-- start of Page --
Interview with Kenji Kamiyama (1)

Kenji Kamiyama
Born in Saitama Prefecture on March 20, 1966. A rare example of a background artist shifting to directorial roles, Kamiyama became a protégé of Mamoru Oshii, working as animation director in Jin-Roh: The Wolf Brigade (1999) and contributing the script for Blood: The Last Vampire (2000). International attention arrived with the TV series Ghost in the Shell: Stand Alone Complex (2002, Excellence Prize, Japan Media Arts Festival 2002) and its second season, Ghost in the Shell: S.A.C. 2nd Gig (2004), followed by the feature-length Ghost in the Shell: Stand Alone Complex - Solid State Society (Jury Prize, 21st Digital Content Grand Prix). In 2007, after almost 6 years spent in the world of Ghost in the Shell, Kamiyama directed the high-fantasy TV series Moribito: Guardian of the Spirit (Jury Recommended Work, 11th Japan Media Arts Festival) followed in 2009 by Eden of the East (2009, Best TV Animation, 14th Animation Kobe), Kamiyama's highly anticipated original TV series, dealing with NEETs and other underlying issues in Japan's youth society. In 2011, he supervised the 3D conversion of Ghost in the Shell: Stand Alone Complex - Solid State Society, that was greeted with the International 3D Award at the 1st International 3D Awards 2011.
-- end of Page --
Set exercise 1 » Using the profile of Kenji Kamiyama, decide whether each statement below agrees with it. Answer yes or no for each, and quote the deciding words. (a) Kamiyama worked as animation director on Jin-Roh: The Wolf Brigade. (b) Moribito: Guardian of the Spirit was directed in 2009. (c) The 3D conversion of Solid State Society received an award at the 2nd International 3D Awards.
-- start of Input material --
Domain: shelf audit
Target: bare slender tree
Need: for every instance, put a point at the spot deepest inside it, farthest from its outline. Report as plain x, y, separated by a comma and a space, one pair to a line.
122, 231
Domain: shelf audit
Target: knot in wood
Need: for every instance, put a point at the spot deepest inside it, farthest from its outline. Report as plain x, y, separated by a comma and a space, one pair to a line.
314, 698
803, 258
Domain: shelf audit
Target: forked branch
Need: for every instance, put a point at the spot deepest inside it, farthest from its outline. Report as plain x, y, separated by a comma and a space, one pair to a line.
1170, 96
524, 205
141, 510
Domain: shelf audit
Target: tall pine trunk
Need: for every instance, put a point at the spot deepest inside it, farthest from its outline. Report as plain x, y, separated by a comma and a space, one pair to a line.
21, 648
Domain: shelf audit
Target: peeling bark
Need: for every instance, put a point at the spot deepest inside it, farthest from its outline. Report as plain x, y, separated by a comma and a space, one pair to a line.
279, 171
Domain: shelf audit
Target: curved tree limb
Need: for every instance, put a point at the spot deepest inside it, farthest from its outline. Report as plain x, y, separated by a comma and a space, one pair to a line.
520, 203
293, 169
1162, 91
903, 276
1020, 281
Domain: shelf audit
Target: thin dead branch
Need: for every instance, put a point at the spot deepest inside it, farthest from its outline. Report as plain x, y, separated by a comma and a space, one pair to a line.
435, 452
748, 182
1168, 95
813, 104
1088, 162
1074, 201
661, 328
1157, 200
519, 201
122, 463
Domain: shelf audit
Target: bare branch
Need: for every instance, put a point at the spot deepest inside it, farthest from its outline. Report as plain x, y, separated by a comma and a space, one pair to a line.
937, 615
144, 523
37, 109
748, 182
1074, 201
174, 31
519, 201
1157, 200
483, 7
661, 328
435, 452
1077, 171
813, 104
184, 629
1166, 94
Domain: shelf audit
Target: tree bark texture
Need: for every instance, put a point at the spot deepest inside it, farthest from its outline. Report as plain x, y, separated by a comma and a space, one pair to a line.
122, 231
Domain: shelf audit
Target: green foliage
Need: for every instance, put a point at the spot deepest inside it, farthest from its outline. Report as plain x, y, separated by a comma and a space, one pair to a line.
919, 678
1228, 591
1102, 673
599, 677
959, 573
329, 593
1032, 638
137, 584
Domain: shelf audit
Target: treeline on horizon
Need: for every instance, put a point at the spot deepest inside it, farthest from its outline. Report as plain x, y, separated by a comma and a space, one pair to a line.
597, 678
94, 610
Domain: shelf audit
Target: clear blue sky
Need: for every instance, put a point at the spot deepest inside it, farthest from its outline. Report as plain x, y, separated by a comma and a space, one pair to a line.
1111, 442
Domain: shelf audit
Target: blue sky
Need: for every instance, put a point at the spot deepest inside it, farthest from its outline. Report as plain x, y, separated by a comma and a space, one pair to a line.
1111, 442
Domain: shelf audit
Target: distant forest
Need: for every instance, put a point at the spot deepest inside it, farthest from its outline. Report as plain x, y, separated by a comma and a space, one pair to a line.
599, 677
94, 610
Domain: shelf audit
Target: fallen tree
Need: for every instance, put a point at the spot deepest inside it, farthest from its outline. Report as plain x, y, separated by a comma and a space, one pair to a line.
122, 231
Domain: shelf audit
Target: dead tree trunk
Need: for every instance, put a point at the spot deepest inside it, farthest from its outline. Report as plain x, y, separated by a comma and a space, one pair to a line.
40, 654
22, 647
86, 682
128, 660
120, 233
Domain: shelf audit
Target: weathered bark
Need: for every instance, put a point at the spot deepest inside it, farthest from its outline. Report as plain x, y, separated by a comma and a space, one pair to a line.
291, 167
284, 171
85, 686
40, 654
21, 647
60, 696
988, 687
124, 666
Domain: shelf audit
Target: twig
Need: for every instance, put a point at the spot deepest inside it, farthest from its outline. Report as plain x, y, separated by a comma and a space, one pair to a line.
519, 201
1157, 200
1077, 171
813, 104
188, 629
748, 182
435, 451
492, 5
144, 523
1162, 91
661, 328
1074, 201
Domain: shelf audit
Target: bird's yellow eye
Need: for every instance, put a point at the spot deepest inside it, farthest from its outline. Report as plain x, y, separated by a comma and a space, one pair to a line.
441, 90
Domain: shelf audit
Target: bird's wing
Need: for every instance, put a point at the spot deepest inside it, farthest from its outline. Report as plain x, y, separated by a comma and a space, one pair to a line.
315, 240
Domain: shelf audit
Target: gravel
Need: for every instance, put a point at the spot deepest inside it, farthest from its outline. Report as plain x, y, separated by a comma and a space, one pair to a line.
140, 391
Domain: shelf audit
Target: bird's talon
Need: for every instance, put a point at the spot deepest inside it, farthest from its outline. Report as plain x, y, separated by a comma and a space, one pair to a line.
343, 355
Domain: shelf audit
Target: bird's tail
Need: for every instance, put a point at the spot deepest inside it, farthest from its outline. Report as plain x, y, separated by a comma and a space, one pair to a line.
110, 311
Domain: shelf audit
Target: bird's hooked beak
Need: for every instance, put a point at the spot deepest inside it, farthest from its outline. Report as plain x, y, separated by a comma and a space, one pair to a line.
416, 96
-- end of Input material --
Set exercise 2 » Gather every line of the records that contains the word "bark", and copy each line in full. Case counts.

Full output 1 »
(a) Yes: "working as animation director in Jin-Roh: The Wolf Brigade (1999)"
(b) No: "In 2007, after almost 6 years spent in the world of Ghost in the Shell, Kamiyama directed the high-fantasy TV series Moribito: Guardian of the Spirit"
(c) No: "greeted with the International 3D Award at the 1st International 3D Awards 2011"

Full output 2 »
Target: peeling bark
Target: tree bark texture
Target: weathered bark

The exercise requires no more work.